### [Job A]
Please say whether each statement agrees with the geometry proof. Answer yes or no for each, and quote the deciding words of the proof exactly. (i) The ratio AM/MC is claimed to always be 5/3. (ii) D is the midpoint of AC. (iii) AC is a chord of the circle with center O.
### [Job B]
Print the part of the geometry proof from "Note that since" to "Triangles) $CDEF$ is cyclic.".
### [Job C]
In the geometry proof, the converse of which result establishes that CDEF is cyclic?

I claim that the ratio $\frac{AM}{MC}$ is always $\frac{5}{3}$.

1. $B$ is the midpoint of $AC$.
Note that since $AC$ is tangent to $\mathcal C_2$, we have that $\angle OBA=90$. However, since $AC$ is also a chord of $\mathcal C_1$, which has center $O$, this also means that $B$ is the midpoint of $AC$.

2. (Power of a Point Converse) $CDEF$ is cyclic.
Note that the power of $A$ with respect to $\mathcal C_2$ is
\[AB^2=BC^2=AD(AC),\]since by \textbf{(1)}, $B$ is the midpoint of $AC$, and by problem conditions, $D$ is the midpoint of $AB$. However, note by Power of a Point on $A$ with respect to $\mathcal C_2$, we have
\[AB^2=AE(AF) \iff AE(AF)=AD(AC).\]Finally, using the converse of Power of a Point, we have that $CDEF$ must be cyclic.

2. (Similar Triangles) $CDEF$ is cyclic.

### [Dataset extract]
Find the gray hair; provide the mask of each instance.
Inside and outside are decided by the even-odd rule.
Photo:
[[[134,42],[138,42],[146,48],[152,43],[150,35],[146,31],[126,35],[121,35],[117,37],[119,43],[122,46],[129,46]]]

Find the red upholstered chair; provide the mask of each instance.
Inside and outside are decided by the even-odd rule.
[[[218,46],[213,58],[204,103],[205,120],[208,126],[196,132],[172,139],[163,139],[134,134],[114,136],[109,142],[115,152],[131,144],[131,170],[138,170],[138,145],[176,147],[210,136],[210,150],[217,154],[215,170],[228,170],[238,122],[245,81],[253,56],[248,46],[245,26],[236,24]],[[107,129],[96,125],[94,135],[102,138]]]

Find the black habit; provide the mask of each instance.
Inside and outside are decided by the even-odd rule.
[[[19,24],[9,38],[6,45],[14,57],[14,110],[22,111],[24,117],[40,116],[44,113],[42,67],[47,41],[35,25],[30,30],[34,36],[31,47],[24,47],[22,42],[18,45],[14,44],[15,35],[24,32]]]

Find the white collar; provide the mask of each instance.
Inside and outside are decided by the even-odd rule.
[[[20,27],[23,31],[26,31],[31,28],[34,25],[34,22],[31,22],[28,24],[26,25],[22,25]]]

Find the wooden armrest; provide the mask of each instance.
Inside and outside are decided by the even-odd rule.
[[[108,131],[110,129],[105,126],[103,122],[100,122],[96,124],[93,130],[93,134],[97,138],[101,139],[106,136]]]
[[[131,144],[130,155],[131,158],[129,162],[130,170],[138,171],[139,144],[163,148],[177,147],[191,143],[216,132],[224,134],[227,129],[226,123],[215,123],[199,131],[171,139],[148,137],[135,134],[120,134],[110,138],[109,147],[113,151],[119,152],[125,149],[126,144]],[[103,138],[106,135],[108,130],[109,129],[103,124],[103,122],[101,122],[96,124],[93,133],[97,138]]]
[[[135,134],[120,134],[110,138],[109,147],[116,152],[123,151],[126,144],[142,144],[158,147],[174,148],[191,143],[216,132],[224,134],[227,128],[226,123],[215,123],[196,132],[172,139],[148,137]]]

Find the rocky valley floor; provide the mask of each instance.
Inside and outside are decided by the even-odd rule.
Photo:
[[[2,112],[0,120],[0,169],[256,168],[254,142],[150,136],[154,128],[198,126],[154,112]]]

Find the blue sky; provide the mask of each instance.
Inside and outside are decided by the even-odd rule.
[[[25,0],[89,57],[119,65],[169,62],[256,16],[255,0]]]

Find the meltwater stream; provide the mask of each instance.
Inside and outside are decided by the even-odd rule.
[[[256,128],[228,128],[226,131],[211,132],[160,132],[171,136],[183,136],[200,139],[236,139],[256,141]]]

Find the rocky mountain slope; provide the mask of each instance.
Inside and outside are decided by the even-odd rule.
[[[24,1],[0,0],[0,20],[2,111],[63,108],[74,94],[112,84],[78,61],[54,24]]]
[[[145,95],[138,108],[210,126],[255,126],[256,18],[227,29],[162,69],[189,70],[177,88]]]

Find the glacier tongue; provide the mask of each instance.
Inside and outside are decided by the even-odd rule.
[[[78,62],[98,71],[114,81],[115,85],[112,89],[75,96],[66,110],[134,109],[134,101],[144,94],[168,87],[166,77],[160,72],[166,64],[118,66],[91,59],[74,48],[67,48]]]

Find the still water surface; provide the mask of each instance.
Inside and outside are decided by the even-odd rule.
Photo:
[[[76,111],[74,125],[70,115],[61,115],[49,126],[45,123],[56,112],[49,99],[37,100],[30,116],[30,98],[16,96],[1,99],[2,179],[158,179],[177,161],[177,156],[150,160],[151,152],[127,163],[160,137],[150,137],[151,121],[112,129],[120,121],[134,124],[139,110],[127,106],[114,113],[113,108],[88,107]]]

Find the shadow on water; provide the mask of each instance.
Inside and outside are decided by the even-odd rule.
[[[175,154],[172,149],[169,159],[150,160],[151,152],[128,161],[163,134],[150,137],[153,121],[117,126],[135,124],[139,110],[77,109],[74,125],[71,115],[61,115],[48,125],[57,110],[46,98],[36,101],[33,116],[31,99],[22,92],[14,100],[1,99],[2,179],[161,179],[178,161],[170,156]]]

### [Worked answer A]
(i) Yes: "I claim that the ratio $\frac{AM}{MC}$ is always $\frac{5}{3}$."
(ii) No: "$D$ is the midpoint of $AB$"
(iii) Yes: "$AC$ is also a chord of $\mathcal C_1$, which has center $O$"

### [Worked answer B]
Note that since $AC$ is tangent to $\mathcal C_2$, we have that $\angle OBA=90$. However, since $AC$ is also a chord of $\mathcal C_1$, which has center $O$, this also means that $B$ is the midpoint of $AC$.

2. (Power of a Point Converse) $CDEF$ is cyclic.
Note that the power of $A$ with respect to $\mathcal C_2$ is
\[AB^2=BC^2=AD(AC),\]since by \textbf{(1)}, $B$ is the midpoint of $AC$, and by problem conditions, $D$ is the midpoint of $AB$. However, note by Power of a Point on $A$ with respect to $\mathcal C_2$, we have
\[AB^2=AE(AF) \iff AE(AF)=AD(AC).\]Finally, using the converse of Power of a Point, we have that $CDEF$ must be cyclic.

2. (Similar Triangles) $CDEF$ is cyclic.

### [Worked answer C]
Power of a Point